▸ **Extract provided**
Assistant Examiner: Gurley; Donald M.
Attorney, Agent or Firm: Eugene Stephens & Associates
Claims
I claim:
1. In a counterbalanced tilt sash shoe having a lift-off slot for a headed
sash pin, an improvement comprising:
a. a guard disposed above the sash pin slot to intersect space vertically
above the sash pin slot; and
b. the guard being configured and positioned to block vertical motion of a
sash pin rising from the slot with an unslanted sash and allow
off-vertical motion of a sash pin rising from the slot with a slanted
sash.
2. The improvement of claim 1 wherein the bottom of the guard is positioned
on a frame side of the shoe in a region above the slot.
3. The improvement of claim 2 wherein the top of the guard is positioned on
a sash side of the shoe.
4. The improvement of claim 1 wherein the guard is configured as an
inclined plane surface.
5. The improvement of claim 1 wherein the slot and the guard are integrally
molded of resin material.
6. The improvement of claim 1 wherein an upward bias of a counterbalance is
applied to an upper region of the shoe.
7. A guide for a head of a sash pin received in a lift-off slot in an
upwardly biased tilt sash shoe, the guide comprising:
a. a surface disposed above the slot to extend downward from a sash side of
the shoe toward a frame side of the shoe; and
b. the surface being configured so that the head of a sash pin being
lowered into the slot from a sash side of the slot is allowed by the
surface to move farther into the shoe as the sash pin moves downward
toward the slot.
8. The guide of claim 7 wherein the bottom of the surface is above the
slot.
9. The guide of claim 7 wherein the surface is a plane surface inclined
from vertical.
10. The guide of claim 7 wherein an upward bias of a counterbalance is
applied to an upper region of the shoe.
11. The guide of claim 7 wherein the slot and the guide are integrally
molded of resin material.
12. An upwardly biased tilt sash shoe having a lift-off slot for receiving
a headed sash pin, the shoe comprising:
a. a guard guide surface disposed to intersect a space vertically above and
proximate to a headed sash pin resting in the slot; and
b. the guard guide surface extending from a frame side of the sash pin head
obliquely upward to a sash side of the pin head.
13. The shoe of claim 12 wherein the bottom of the guard guide surface is
above the sash pin head.
14. The shoe of claim 12 wherein the guard guide surface is a plane surface
inclined from vertical.

▸ **Data provided**
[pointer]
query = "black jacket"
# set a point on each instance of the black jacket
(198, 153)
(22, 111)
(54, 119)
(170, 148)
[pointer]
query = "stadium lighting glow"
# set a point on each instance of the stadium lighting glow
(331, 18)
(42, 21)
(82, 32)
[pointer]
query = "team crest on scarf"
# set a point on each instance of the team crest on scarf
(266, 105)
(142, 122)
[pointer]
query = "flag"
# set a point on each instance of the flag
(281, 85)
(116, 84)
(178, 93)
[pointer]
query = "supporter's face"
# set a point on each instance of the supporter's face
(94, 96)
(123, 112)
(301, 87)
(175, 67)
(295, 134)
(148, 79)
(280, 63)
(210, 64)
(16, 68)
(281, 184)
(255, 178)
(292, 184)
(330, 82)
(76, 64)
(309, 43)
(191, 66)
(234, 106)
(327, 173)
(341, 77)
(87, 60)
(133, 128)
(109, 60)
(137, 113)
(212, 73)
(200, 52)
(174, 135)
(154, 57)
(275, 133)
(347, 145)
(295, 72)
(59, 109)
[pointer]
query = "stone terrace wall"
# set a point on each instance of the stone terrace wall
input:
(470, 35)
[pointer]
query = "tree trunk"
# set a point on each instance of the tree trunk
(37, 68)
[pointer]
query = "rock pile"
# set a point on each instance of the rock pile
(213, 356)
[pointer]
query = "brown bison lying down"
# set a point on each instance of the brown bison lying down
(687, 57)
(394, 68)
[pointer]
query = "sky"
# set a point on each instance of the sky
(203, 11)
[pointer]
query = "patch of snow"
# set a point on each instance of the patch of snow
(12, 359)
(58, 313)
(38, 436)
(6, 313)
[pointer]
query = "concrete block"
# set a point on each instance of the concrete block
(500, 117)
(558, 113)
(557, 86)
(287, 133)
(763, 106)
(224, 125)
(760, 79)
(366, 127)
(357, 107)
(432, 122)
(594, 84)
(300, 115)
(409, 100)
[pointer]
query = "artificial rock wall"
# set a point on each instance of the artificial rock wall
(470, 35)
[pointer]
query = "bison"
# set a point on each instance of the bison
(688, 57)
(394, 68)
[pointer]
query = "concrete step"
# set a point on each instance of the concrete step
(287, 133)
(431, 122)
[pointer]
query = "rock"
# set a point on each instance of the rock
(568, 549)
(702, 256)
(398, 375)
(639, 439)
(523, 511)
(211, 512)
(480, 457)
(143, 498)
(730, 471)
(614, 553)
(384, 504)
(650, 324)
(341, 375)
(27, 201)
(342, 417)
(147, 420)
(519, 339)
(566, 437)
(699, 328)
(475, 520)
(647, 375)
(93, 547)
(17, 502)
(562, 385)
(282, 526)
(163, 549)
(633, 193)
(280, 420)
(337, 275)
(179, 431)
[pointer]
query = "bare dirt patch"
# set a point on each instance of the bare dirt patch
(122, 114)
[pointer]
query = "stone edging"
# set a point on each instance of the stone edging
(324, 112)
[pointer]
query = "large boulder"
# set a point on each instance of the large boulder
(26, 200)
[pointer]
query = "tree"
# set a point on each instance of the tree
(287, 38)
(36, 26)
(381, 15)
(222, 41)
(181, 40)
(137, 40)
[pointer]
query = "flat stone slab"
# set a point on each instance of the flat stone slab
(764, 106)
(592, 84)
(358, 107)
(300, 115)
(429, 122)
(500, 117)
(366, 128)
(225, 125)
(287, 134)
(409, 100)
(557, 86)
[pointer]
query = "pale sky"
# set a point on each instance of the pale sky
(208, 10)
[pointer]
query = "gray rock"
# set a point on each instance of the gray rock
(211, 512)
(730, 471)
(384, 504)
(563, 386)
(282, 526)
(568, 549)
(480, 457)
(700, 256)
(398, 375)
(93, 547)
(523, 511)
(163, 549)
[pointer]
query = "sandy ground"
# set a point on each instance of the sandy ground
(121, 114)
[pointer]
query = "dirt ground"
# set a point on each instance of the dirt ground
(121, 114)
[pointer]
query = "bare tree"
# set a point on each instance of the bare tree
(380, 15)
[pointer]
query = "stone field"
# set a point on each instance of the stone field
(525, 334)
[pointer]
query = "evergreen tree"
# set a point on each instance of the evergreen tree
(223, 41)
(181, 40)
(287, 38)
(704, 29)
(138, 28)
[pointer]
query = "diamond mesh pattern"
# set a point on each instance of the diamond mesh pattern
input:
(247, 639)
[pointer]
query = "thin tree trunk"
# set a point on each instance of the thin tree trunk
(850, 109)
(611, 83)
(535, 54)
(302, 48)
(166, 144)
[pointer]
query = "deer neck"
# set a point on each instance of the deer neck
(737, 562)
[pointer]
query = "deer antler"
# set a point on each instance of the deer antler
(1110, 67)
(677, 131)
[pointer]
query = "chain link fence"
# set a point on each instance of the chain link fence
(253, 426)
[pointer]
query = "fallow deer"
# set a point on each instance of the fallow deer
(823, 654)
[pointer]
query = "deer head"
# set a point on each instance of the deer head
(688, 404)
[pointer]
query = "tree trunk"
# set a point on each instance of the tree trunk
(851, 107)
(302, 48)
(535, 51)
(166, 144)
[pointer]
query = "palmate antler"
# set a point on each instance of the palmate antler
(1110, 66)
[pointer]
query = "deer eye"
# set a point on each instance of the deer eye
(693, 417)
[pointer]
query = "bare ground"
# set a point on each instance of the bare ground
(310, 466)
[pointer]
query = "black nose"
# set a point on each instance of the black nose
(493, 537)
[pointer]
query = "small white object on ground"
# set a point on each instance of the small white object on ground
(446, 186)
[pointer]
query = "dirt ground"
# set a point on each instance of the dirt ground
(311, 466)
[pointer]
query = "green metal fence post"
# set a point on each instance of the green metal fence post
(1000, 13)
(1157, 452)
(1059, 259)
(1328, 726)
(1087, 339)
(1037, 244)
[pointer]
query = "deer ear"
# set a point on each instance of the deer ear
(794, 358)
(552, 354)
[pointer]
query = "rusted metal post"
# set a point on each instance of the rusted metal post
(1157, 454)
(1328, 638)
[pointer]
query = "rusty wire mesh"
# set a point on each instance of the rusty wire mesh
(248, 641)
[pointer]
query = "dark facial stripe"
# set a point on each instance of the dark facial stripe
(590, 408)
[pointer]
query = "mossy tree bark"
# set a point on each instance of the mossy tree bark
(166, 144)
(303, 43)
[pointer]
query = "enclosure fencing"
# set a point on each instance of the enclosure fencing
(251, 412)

▸ **Directions**
Reproduce the patent claims from "12. An upwardly" to "the pin head." without any change. The records play no part in this exercise.

▸ **Result**
12. An upwardly biased tilt sash shoe having a lift-off slot for receiving
a headed sash pin, the shoe comprising:
a. a guard guide surface disposed to intersect a space vertically above and
proximate to a headed sash pin resting in the slot; and
b. the guard guide surface extending from a frame side of the sash pin head
obliquely upward to a sash side of the pin head.